> _Instructions to follow_: Leave out the pictures and reproduce all of the data exactly.

------------------------------------

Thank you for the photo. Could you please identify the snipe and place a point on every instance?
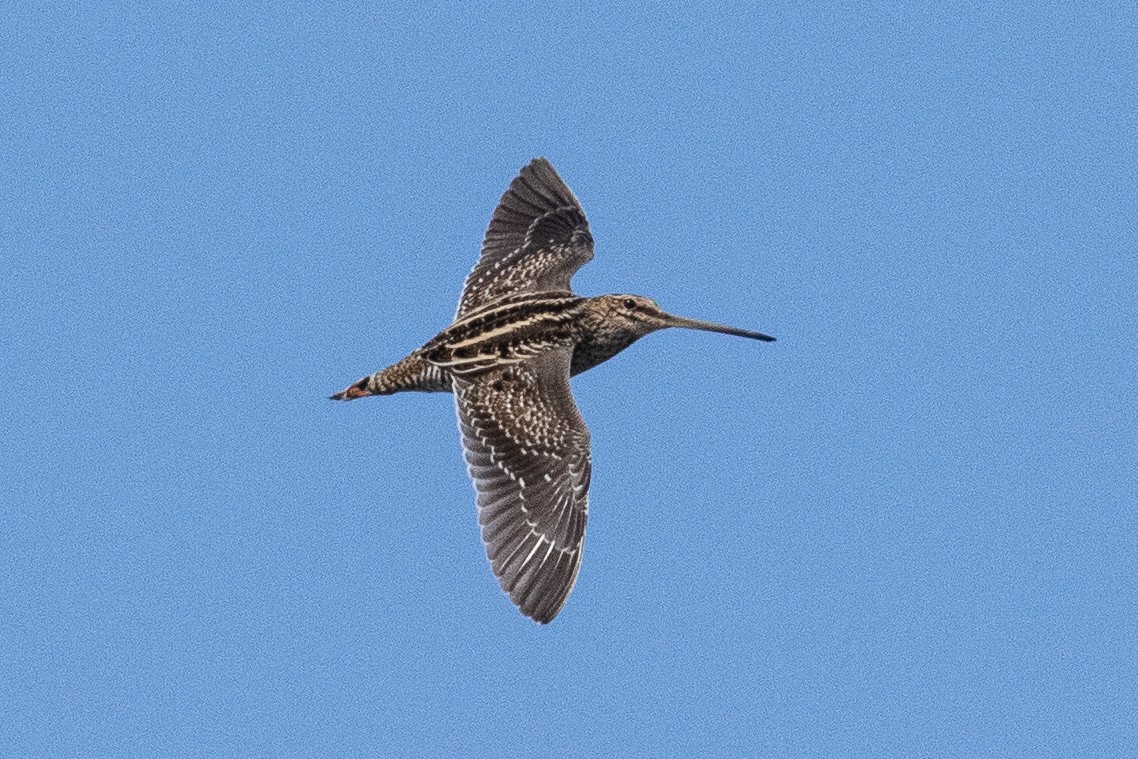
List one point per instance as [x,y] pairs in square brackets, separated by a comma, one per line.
[517,338]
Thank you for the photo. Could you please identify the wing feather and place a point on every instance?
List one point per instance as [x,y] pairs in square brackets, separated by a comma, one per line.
[527,451]
[537,239]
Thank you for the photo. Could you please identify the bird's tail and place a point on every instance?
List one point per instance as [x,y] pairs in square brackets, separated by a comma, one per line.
[412,373]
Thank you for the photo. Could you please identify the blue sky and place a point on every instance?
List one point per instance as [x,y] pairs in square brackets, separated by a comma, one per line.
[906,528]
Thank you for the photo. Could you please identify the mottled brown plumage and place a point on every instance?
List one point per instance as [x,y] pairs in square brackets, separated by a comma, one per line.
[518,336]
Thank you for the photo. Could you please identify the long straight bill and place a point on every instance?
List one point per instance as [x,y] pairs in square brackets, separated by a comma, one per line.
[711,327]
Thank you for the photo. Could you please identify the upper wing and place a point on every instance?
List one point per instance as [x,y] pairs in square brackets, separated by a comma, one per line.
[537,238]
[527,451]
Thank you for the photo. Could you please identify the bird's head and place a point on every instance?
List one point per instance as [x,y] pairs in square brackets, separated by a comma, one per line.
[637,315]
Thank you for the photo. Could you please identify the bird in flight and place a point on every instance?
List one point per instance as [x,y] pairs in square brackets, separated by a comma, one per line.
[517,338]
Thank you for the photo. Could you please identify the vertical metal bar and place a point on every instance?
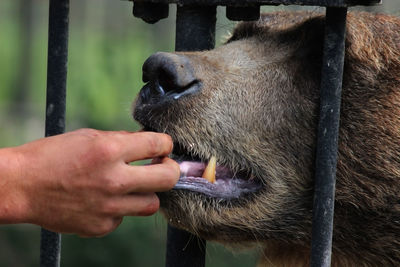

------------------------------------

> _Solution_:
Thank you for the photo. Could you please identify the snipe and place a point on every instance?
List one point per instance as [x,y] pairs in square brackets, separated by a comma, one per line.
[517,338]
Thank you for the photo. Could you please identify the wing feather and place a point on every instance?
List one point per instance as [x,y] pairs in square brackets, separated by a comma, one per line.
[527,451]
[537,239]
Thank you for the photo. Could you please identify the bird's tail and place a point on every instance?
List one point per instance as [x,y] pairs in square brackets, separated by a comma, one per line.
[412,373]
Thank you for the photo. Could you please identify the blue sky and place a point on every instance?
List one point per instance as [x,y] pairs in square brackets, separated by a comma, one per line.
[906,528]
Thank you for the photo. Could you please identify the mottled brown plumage and place a point on every instance?
List one point per instance as [x,y] pairs in square brackets, separated by a comma, one per line.
[518,336]
Thank you for the photo. Could you please identify the long straight bill and place a point on every instance?
List one point per instance as [x,y] pairs in square brackets, separated by a comma, one per line.
[711,327]
Thank you for the photo. Could you please identify the upper wing and place a point on every instance?
List one point per instance as [x,y] pairs in square brackets, separated by a comma, one per line.
[537,238]
[527,451]
Thank you for the photo. Could you please identify the bird's head and place a point on every instance?
List one point per instance as [x,y] pairs in square brackets, separated by a comma, one per line.
[637,315]
Thank you for the photo. Could you please identify the bird in flight and place a point on every instance?
List one point per instance as [x,y] pairs in square brackets, separated by a comma, one per line.
[517,338]
Thank you for the photo. Could you please identify the vertical metal bar and place a point on every instance?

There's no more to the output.